Extrait du document:
======

« Nous sommes régulièrement alertés sur la présence d’amiante dans des établissements scolaires, explique Henri Boumandil, secrétaire de l’Addeva 93. C’est ce qui s’est passé à Aubervilliers, Noisy-leSec, l’Haÿ-les-Roses. Nous participons à des réunions avec des parents d’élèves, l’administration, la municipalité et des personnes qui se présentent - parfois à tort - comme des experts ».
Déni du risque ou principe de précaution ?
En présence d’amiante, la première réaction des autorités devrait être d’informer en toute transparence et d’appliquer le principe de précaution.
C’est ce qu’ont fait spontanément certains maires en prenant des mesures conservatoires immédiates, telles que la fermeture de classes avec déplacement des élèves, la communication du « dossier technique amiante » et l’organisation d’une réunion d’information.

======

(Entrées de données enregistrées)

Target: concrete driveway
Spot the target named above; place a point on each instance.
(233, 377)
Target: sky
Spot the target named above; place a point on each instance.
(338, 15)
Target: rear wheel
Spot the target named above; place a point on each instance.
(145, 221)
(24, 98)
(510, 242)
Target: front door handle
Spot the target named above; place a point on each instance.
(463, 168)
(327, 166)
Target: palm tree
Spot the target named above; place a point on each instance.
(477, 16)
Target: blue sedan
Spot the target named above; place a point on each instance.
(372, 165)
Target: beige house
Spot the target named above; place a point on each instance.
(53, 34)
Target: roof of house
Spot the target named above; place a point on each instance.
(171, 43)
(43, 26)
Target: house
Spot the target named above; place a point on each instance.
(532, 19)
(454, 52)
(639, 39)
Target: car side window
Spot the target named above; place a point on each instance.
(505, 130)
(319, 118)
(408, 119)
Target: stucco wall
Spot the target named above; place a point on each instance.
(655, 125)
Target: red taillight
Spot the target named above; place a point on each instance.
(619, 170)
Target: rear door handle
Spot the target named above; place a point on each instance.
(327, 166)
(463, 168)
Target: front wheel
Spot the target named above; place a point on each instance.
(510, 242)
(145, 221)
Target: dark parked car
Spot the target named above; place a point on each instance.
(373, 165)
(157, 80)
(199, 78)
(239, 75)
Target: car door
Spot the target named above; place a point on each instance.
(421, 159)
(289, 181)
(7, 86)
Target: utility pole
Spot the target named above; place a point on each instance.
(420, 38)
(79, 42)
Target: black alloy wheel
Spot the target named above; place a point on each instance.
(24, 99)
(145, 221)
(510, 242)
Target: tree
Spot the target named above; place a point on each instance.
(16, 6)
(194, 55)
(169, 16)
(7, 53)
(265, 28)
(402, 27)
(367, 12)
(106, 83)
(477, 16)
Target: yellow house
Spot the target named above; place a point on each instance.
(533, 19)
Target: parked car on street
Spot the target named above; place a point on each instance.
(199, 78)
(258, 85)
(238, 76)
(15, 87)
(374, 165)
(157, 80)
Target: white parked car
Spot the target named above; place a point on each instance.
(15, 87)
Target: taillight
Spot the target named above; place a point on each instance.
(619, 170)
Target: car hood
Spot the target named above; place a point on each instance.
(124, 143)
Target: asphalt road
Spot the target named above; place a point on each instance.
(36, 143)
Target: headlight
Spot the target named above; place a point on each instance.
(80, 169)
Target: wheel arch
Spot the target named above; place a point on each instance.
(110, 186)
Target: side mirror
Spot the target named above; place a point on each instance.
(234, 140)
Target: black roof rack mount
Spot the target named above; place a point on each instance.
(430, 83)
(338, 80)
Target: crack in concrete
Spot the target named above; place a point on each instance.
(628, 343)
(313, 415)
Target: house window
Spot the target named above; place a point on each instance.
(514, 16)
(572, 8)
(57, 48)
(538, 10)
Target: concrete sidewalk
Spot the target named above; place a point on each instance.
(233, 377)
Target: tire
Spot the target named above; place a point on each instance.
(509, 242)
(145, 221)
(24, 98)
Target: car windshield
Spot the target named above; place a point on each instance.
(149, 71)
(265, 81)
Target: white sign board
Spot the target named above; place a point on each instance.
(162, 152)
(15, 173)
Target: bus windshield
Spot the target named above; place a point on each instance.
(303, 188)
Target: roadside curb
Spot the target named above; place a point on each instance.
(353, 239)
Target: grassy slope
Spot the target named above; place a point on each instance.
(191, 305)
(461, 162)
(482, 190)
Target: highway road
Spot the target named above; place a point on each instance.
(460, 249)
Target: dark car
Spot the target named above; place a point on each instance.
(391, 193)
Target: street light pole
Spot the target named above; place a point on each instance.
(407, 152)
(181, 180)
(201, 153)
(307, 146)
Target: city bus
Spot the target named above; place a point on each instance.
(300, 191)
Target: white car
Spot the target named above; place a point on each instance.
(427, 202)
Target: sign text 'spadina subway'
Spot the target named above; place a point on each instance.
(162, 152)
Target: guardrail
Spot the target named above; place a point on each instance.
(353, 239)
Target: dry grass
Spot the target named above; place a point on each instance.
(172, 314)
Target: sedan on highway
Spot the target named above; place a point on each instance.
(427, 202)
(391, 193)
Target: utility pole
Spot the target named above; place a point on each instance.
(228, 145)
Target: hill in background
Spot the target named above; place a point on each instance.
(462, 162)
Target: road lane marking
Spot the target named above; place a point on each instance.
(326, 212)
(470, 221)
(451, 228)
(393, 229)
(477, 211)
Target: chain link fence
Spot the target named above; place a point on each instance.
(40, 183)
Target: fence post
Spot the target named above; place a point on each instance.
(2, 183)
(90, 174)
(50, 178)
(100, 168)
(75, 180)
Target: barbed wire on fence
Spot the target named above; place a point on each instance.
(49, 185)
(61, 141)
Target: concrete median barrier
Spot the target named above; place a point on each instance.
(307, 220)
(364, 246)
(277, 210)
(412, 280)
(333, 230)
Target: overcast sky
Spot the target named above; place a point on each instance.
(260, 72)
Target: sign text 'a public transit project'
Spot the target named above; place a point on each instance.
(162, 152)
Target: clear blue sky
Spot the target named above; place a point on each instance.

======

Objectif visé: Recopiez le passage du texte sur l’amiante dans les écoles qui s’ouvre sur les mots "Déni du risque" et se termine par "d’une réunion d’information.", en remplaçant "principe de précaution" par "principe de prudence".

Réponse finale:
Déni du risque ou principe de prudence ?
En présence d’amiante, la première réaction des autorités devrait être d’informer en toute transparence et d’appliquer le principe de prudence.
C’est ce qu’ont fait spontanément certains maires en prenant des mesures conservatoires immédiates, telles que la fermeture de classes avec déplacement des élèves, la communication du « dossier technique amiante » et l’organisation d’une réunion d’information.